Stigma is defined as ” a mark of disgrace associated with a particular circumstance, quality, or person.” Many people are hesitant to openly admit that they have a medical condition. In the case of Alzheimer’s, I think it is partially due to ignorance on the part of the public because they don’t understand it. It is not a communicable disease, I am not going to give it to anyone. But I think it goes a lot deeper than that.
We didn’t want the diagnosis. We wanted to blame something or someone. We really didn’t want to know what we didn’t know. Even though I knew something wasn’t right, part of me didn’t want to admit that I might have “something” other than residual stroke symptoms. I think part of the fear associated with this in the case or Younger Onset is the unknown in regard to the future of your employment, family, and financial security. We were not ready for retirement mentally, socially, financially and now our career is in jeopardy. So we ask ourselves, at what point in the future will we be committed to a long term care facility?
Diagnosis could test relationships. My family has been extremely supportive, open and ready to help in any way. My neighbors and friends are also supportive, open and in most cases, unaffected by my diagnosis. I have to admit though, that my case is probably rare. Understand that I am a very domineering person, type A personality, driven, opinionated, and at times aggressive personally and emotionally. I didn’t give people the opportunity to not understand what I was going through. I understand that others aren’t as comfortable talking about Alzheimer’s as I am. I feel very blessed that I have the support of family and friends that I do.

(Referring expression data based on photos)
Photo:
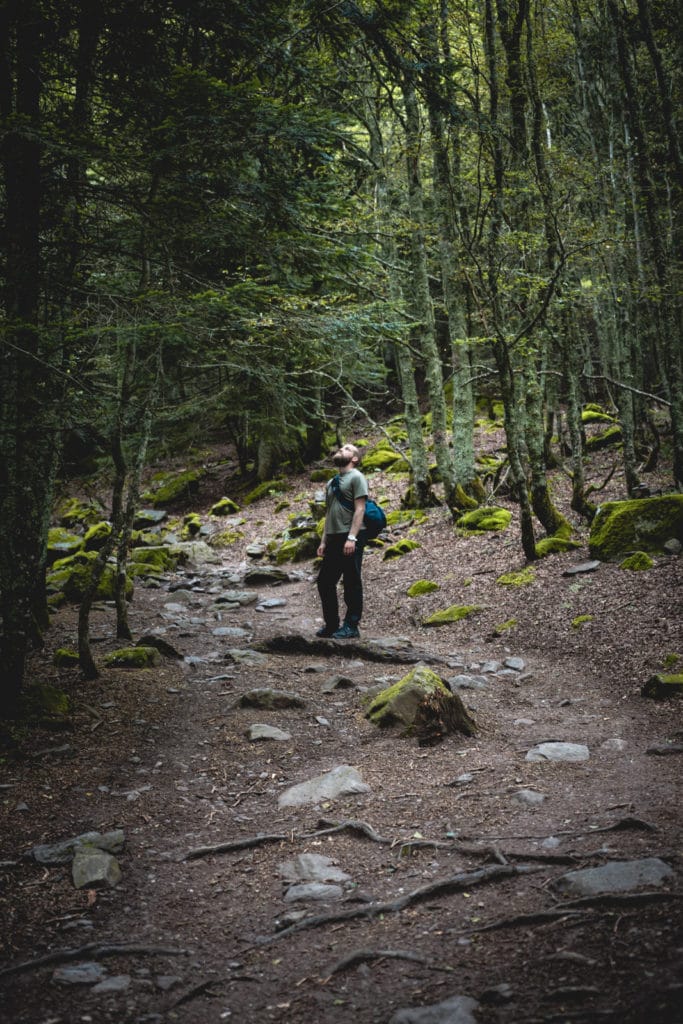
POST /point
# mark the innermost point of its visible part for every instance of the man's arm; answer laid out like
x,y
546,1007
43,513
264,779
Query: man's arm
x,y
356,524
---
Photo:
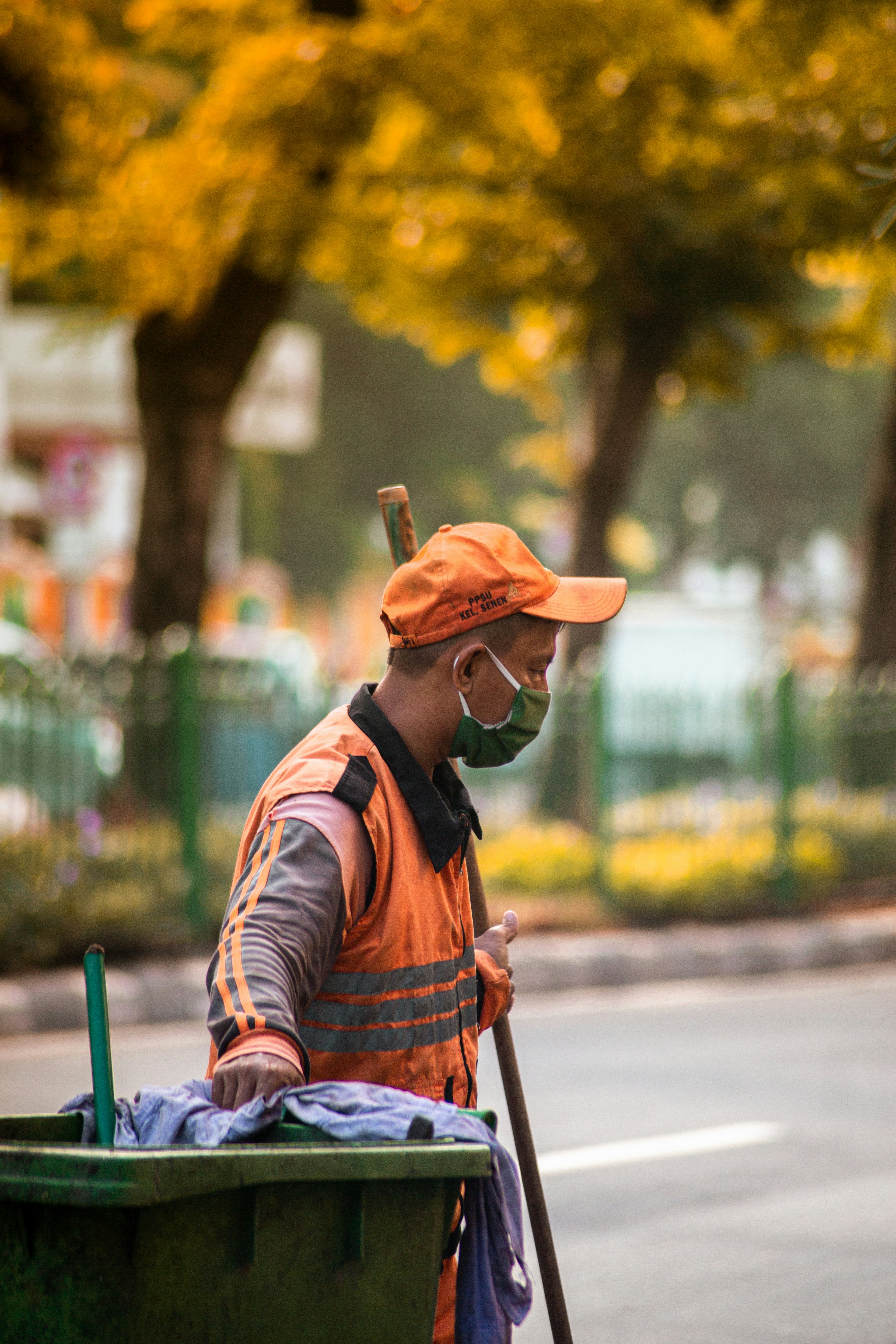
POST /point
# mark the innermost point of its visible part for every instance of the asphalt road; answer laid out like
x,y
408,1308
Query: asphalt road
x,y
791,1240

Task instructions:
**1)** Please list every word or phrase the essay on Alzheimer's stigma uses to describe the writer's own personality.
**2)** Carry the essay on Alzheimer's stigma forward from its final sentence.

Answers to the exercises:
**1)**
- very domineering person
- type A personality
- driven
- opinionated
- at times aggressive personally and emotionally

**2)**
The “A” word. In some circles, Alzheimer’s is referred to as the “A” word because you can’t say it out loud. It is a horrific disease and I think we always go to the worst case scenario which in the case of Alzheimer’s is long term care ending in death and the brain withers away. Yes this does happen, however, I just visited with a nice young man today who was telling me about his father that was diagnosed with Younger Onset Alzheimer’s. He is now in his 70’s, still independent living at home which I thought was fantastic. The really good part of the story, he was diagnosed 16 years ago! That is our hope, for me to be blogging about our path for at least the next 16 years. Remember also, that they are just beginning to understand the significance of early diagnosis in Younger Onset. We do have the visual of the very elderly in final stage which is NOT the case with Early Stage where there is mild cognitive impairment and some memory loss.
Early diagnosis is critical. The last comment I want to make is how critical it is that we put aside the stereotypes and the stigma and focus on what is important. Just the word Alzheimer’s can radiate fear. Alzheimer’s cannot be reversed, that is a fact (as of today). Research shows that early diagnosis can lead to a better quality of life. If stigma prevents people from seeking medical attention they could be losing out on support programs along with therapies including drugs that can help with the symptoms like Aricept. There are also medical trials ongoing all over the world that they might be eligible for.
We need to lose the stigma so people can open up about their medical issue. The are myths about Alzheimer’s that I will address in a future post. If you are reading this and you or a loved one are suffering from any type of memory issue or mild cognitive impairment, you need to seek medical attention. Fortunately, I didn’t wait too long, but I could’ve acted much earlier. There are support groups out there, contact your local Alzheimer’s chapter for assistance. Again, thanks for the feedback.